▶ **Task details**: From the entries, return every line where the string "front" shows up.

▶ **Data provided**:
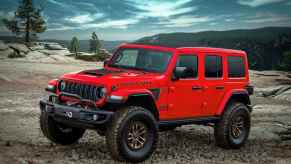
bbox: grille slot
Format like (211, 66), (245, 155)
(63, 81), (99, 101)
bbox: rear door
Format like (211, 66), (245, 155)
(168, 53), (204, 119)
(202, 53), (226, 116)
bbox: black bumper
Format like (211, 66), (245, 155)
(39, 99), (114, 129)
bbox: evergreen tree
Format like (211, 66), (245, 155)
(2, 0), (46, 43)
(89, 32), (101, 55)
(282, 51), (291, 71)
(69, 37), (80, 57)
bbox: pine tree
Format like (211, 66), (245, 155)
(2, 0), (46, 43)
(89, 32), (101, 55)
(69, 37), (80, 57)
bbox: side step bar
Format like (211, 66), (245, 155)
(159, 116), (220, 128)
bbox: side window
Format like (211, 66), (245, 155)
(176, 55), (198, 79)
(205, 55), (223, 78)
(228, 56), (245, 78)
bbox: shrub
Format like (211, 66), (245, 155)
(75, 52), (111, 62)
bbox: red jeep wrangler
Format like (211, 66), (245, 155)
(40, 44), (253, 162)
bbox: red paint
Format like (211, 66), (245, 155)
(47, 44), (250, 121)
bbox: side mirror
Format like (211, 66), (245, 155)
(172, 67), (187, 81)
(104, 59), (110, 67)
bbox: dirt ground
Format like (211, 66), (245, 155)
(0, 60), (291, 164)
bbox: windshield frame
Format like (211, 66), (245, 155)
(108, 47), (173, 73)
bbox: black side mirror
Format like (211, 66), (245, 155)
(104, 59), (110, 67)
(172, 67), (187, 81)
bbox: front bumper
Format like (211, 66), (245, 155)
(39, 99), (114, 129)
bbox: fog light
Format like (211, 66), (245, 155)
(93, 114), (98, 121)
(109, 95), (123, 100)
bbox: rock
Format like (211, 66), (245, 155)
(275, 88), (291, 102)
(256, 85), (283, 97)
(25, 51), (49, 60)
(0, 40), (8, 50)
(256, 85), (291, 102)
(44, 42), (66, 50)
(29, 44), (45, 51)
(275, 78), (291, 85)
(38, 49), (71, 56)
(0, 47), (15, 58)
(22, 50), (77, 63)
(5, 141), (11, 147)
(78, 52), (95, 56)
(254, 71), (281, 77)
(7, 43), (30, 54)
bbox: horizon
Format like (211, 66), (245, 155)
(1, 26), (290, 42)
(0, 0), (291, 40)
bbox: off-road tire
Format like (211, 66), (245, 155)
(40, 111), (85, 145)
(96, 129), (105, 136)
(214, 102), (250, 149)
(106, 106), (158, 162)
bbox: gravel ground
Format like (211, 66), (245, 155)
(0, 60), (291, 164)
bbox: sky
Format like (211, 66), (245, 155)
(0, 0), (291, 41)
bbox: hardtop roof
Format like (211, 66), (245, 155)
(120, 44), (245, 54)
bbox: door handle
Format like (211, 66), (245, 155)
(215, 86), (225, 90)
(192, 86), (203, 90)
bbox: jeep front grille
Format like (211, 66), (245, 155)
(60, 81), (100, 101)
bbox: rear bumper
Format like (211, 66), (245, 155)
(39, 99), (114, 129)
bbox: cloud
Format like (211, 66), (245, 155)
(237, 0), (287, 7)
(47, 0), (69, 8)
(65, 13), (105, 24)
(126, 0), (196, 18)
(225, 18), (235, 22)
(85, 19), (140, 29)
(75, 2), (97, 9)
(157, 15), (212, 28)
(48, 18), (140, 31)
(0, 11), (14, 20)
(244, 12), (291, 24)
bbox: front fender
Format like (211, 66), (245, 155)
(107, 89), (155, 103)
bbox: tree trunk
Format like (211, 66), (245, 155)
(25, 14), (30, 43)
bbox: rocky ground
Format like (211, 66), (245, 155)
(0, 60), (291, 164)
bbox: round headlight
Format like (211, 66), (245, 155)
(98, 87), (107, 98)
(59, 80), (66, 91)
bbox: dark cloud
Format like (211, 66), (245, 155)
(0, 0), (290, 40)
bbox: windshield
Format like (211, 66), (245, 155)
(109, 48), (172, 73)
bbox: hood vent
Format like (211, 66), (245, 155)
(82, 68), (123, 77)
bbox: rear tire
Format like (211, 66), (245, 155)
(40, 111), (85, 145)
(106, 106), (158, 162)
(214, 102), (250, 149)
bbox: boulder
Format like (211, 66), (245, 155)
(0, 40), (8, 50)
(256, 85), (291, 97)
(44, 43), (66, 50)
(0, 48), (15, 58)
(38, 49), (71, 56)
(29, 45), (45, 51)
(7, 43), (30, 54)
(275, 89), (291, 102)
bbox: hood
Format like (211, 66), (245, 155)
(60, 68), (163, 87)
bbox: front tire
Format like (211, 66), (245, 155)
(214, 102), (250, 149)
(40, 111), (85, 145)
(106, 106), (158, 162)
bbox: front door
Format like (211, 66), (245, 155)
(168, 54), (204, 119)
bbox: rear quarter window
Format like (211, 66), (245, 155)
(227, 56), (245, 78)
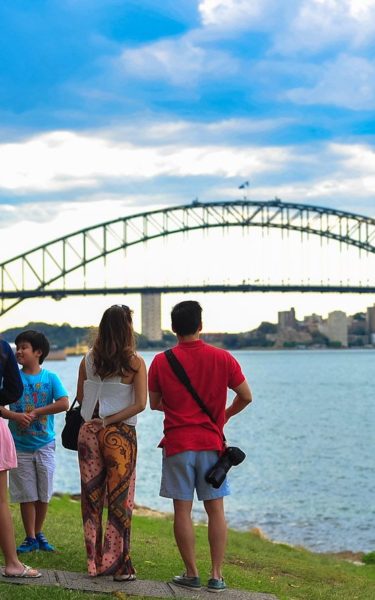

▶ **Written answer**:
bbox: front bumper
bbox: jeep front grille
bbox: front fender
bbox: front tire
bbox: front door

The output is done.